# Set tasks
1. Condense the paragraph of the Keselowski article that begins "Keselowski has typically been fairly blunt" into a bulleted list that keeps its main facts.
2. Print the passage of the Keselowski article between "Brad Keselowski seeing" and "in the offseason.", inclusive.

# Source text
Brad Keselowski seeing progress, intent on winning with RFK Racing
By Bob Pockrass
FOX Sports NASCAR Writer
HAMPTON, Ga. — Brad Keselowski says the culture has improved at Roush Fenway Keselowski Racing since he became a co-owner of the organization in the offseason.
What about the results? When will they come? When will a season with 20th-place finishes become unacceptable? After all, Keselowski's average finish of 20th this year is his worst since his first full-time Cup season in 2010.
"I don't have a crystal ball for that one," the 2012 Cup champion said. "What I want to see is growth and progress.
"And I'm more concerned with growth and progress than I am a stat."
Keselowski has typically been fairly blunt in assessments of his performance, whether that's a car he’s driving or the truck series team he owned. He left Team Penske after last season in part because he wanted more control of how the team he drives for operates on the competition side. He got that control when he bought into Roush Fenway Racing, with which his investment increases over time.

Image object location data:
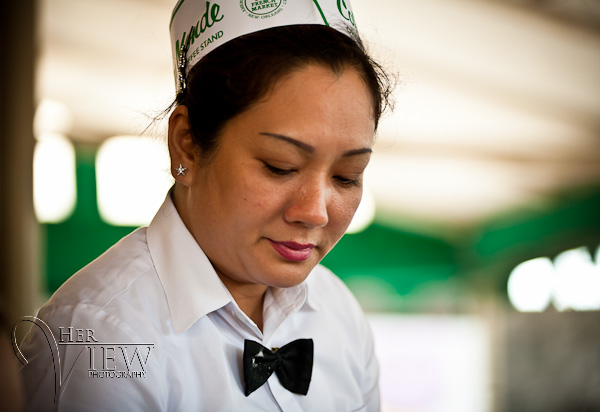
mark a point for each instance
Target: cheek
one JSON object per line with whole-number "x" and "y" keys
{"x": 343, "y": 208}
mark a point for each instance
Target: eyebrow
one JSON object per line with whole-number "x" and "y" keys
{"x": 310, "y": 149}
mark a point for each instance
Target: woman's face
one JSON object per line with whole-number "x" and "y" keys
{"x": 285, "y": 180}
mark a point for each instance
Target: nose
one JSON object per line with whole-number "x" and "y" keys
{"x": 309, "y": 205}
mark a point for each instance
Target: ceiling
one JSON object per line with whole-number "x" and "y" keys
{"x": 497, "y": 104}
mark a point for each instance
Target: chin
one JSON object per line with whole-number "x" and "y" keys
{"x": 290, "y": 277}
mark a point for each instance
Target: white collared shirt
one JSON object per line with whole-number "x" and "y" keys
{"x": 156, "y": 330}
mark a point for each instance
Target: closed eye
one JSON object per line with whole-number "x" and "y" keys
{"x": 278, "y": 171}
{"x": 344, "y": 181}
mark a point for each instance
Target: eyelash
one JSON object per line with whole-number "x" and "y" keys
{"x": 285, "y": 172}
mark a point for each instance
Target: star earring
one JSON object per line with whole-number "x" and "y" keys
{"x": 181, "y": 170}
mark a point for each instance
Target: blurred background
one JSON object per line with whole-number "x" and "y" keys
{"x": 476, "y": 249}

# Final results
1.
- Keselowski has usually been blunt when judging his performance, whether in a car he drives or with the truck series team he owned.
- He left Team Penske after last season partly because he wanted more control over how his team operates on the competition side.
- He gained that control by buying into Roush Fenway Racing, where his investment grows over time.

2.
Brad Keselowski seeing progress, intent on winning with RFK Racing
By Bob Pockrass
FOX Sports NASCAR Writer
HAMPTON, Ga. — Brad Keselowski says the culture has improved at Roush Fenway Keselowski Racing since he became a co-owner of the organization in the offseason.